*GIVEN TASK*.
Put the material below, from the line containing "twig, written as integer pixel values." through the line containing "(1204, 413)", both included, into a JSON list of strings with one string per line and no blank lines. Convert no other lines.
>> Start DATA FOR PROCESSING
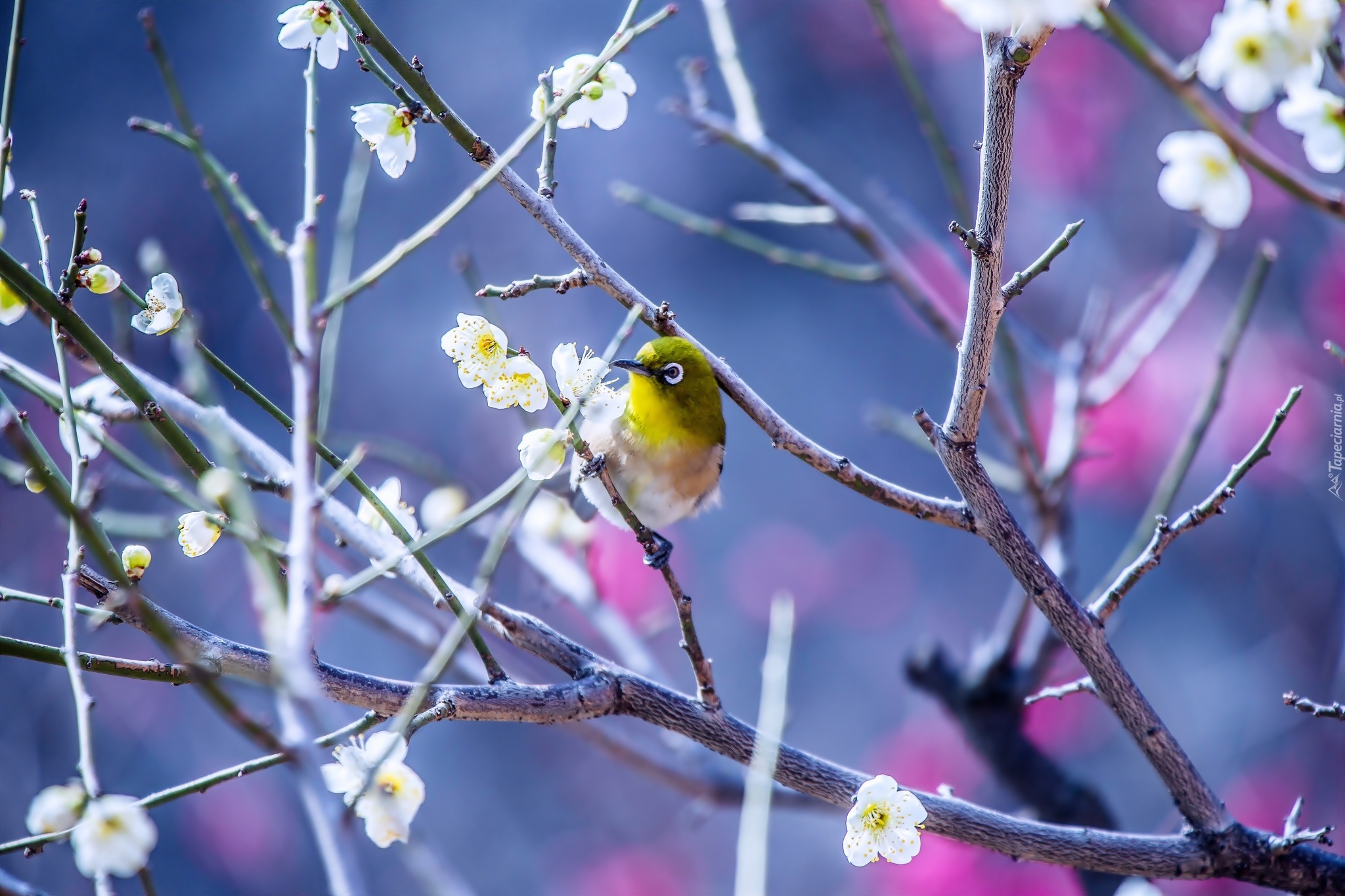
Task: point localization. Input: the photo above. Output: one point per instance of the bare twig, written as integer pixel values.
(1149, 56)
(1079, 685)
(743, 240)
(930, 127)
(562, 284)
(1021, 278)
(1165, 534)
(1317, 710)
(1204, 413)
>> End DATA FOR PROCESSING
>> Start DATA FOR PROCESSING
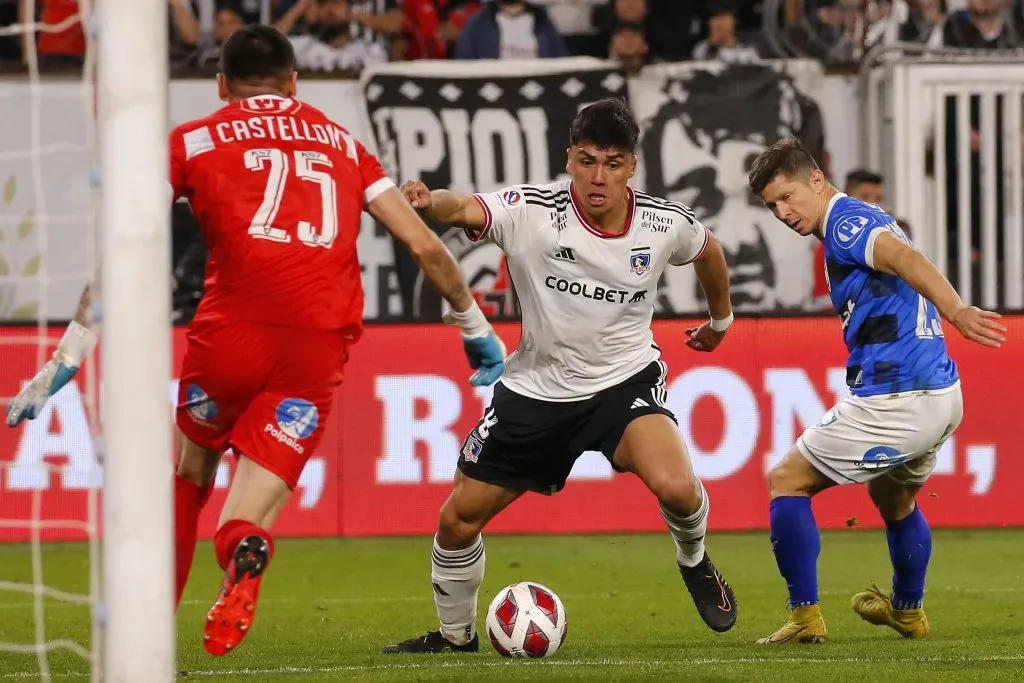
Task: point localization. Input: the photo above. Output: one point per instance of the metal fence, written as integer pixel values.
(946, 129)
>> End DATA FOR PROCESSING
>> Start DATA FOR PROCESSING
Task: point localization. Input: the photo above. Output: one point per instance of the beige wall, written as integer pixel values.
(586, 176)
>> End DATA FOR PROCESSING
*FINISHED ANSWER*.
[
  "Task: point localization. Input: the photo above. Output: one point per instance of the bare twig, written as integer pixel values.",
  "(1149, 56)",
  "(1079, 685)",
  "(743, 240)",
  "(930, 127)",
  "(562, 284)",
  "(1021, 278)",
  "(1165, 534)",
  "(1317, 710)",
  "(1204, 413)"
]